— begin Data for this task —
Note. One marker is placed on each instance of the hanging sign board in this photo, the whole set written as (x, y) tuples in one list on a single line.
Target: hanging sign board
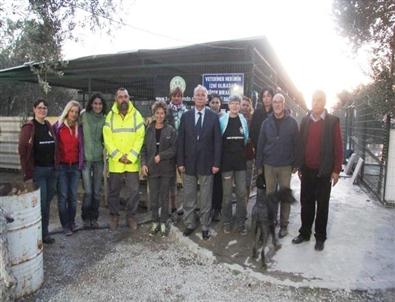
[(224, 84)]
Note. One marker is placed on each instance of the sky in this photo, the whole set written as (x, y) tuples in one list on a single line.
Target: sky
[(302, 33)]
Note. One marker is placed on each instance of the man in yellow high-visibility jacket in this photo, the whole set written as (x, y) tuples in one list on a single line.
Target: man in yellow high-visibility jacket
[(123, 134)]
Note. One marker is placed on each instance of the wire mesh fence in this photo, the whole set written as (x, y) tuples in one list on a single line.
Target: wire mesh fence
[(366, 133)]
— end Data for this task —
> [The exercise]:
Can you give all of the data above again with "marker" switched to "dot" wherever it occurs, and everything else unchanged? Leave the pictures out.

> [Solution]:
Note. One dot is placed on each instance of the hanging sign board in this photo, the whole set written as (x, y) tuples in one list on a single line.
Target: hanging sign board
[(224, 84)]
Note. One dot is placed on each instance of the sky in this photo, the whole set written as (x, y) tuples in one list on a single line.
Target: sky
[(302, 33)]
Note. One dot is placed on each instance of the man in yellow high-visibility jacket in this photo, the whole set written as (x, y) tuples in one list on a single line.
Target: man in yellow high-visibility jacket
[(123, 134)]
Note. One dot is placed on each instance of the wire mesh fence in this photo, the whole set written as (x, y) tuples in one list on a single line.
Target: wire mesh fence
[(366, 133)]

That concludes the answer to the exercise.